▸ **Teks yang Ditampilkan**:
+ + + + + + +

INILAHCOM, Jakarta - Dewasa ini tidak jarang kita jumpai ceramah atau pidato yang dilakukan seorang ustadz juga politikus, suka mencela atau menghina orang lain. Padahal, ajaran Islam melarang hal itu.
"Hai orang-orang beriman, jika datang kepadamu orang fasik membawa suatu berita, maka periksalah dengan teliti agar kamu tidak menimpakan suatu musibah kepada suatu kaum tanpa mengetahui keadaannya yang menyebabkan kamu menyesal atas perbuatanmu itu". (QS Al Hujuraat [49:6]
Pengertian orang fasik sebagaimana firman Allah SWT adalah orang yang secara sadar melanggar larangan atau hukum agama. "(Yaitu) orang-orang yang melanggar perjanjian Allah sesudah perjanjian itu teguh, dan memutuskan apa yang diperintahkan Allah (kepada mereka) untuk menghubungkannya dan membuat kerusakan di muka bumi. Mereka itulah orang-orang yang rugi." (QS Al Baqarah [2:27)
"Dan adapun orang-orang yang fasik maka tempat mereka adalah jahanam." (QS Sajdah [32]:20)
Siapakah orang fasik yang harus diperiksa berita atau perkataan yang disampaikannya? Contoh orang fasik adalah orang-orang yang mempunyai cela karena melanggar larangan Rasulullah seperti orang-orang yang menyampaikan atau berdakwah dengan celaan atau menertawakan, meremehkan, merendahkan, memperolok-olok, menghujat atau berdakwah dengan kekerasan.

+ + + + + + +

▸ **Data yang Diberikan**:
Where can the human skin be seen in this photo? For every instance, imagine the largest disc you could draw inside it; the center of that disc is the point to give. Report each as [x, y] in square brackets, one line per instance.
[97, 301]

+ + + + + + +

▸ **Yang Diminta**:
A. Ubah paragraf dalam teks tentang orang fasik yang diawali "Siapakah orang fasik" menjadi daftar poin yang lebih ringkas dengan tetap memuat fakta utamanya.
B. Tuliskan kembali bagian teks tentang orang fasik mulai dari "INILAHCOM, Jakarta - Dewasa" sampai dengan "Al Baqarah [2:27)" tanpa mengubah satu kata pun.

▸ **Jawaban Lengkap**:
A.
Orang fasik yang beritanya harus diperiksa:
- Contohnya adalah orang yang memiliki cela karena melanggar larangan Rasulullah.
- Termasuk orang yang menyampaikan sesuatu atau berdakwah dengan celaan.
- Termasuk orang yang menertawakan, meremehkan, merendahkan, memperolok-olok, atau menghujat.
- Termasuk orang yang berdakwah dengan kekerasan.

B.
INILAHCOM, Jakarta - Dewasa ini tidak jarang kita jumpai ceramah atau pidato yang dilakukan seorang ustadz juga politikus, suka mencela atau menghina orang lain. Padahal, ajaran Islam melarang hal itu.
"Hai orang-orang beriman, jika datang kepadamu orang fasik membawa suatu berita, maka periksalah dengan teliti agar kamu tidak menimpakan suatu musibah kepada suatu kaum tanpa mengetahui keadaannya yang menyebabkan kamu menyesal atas perbuatanmu itu". (QS Al Hujuraat [49:6]
Pengertian orang fasik sebagaimana firman Allah SWT adalah orang yang secara sadar melanggar larangan atau hukum agama. "(Yaitu) orang-orang yang melanggar perjanjian Allah sesudah perjanjian itu teguh, dan memutuskan apa yang diperintahkan Allah (kepada mereka) untuk menghubungkannya dan membuat kerusakan di muka bumi. Mereka itulah orang-orang yang rugi." (QS Al Baqarah [2:27)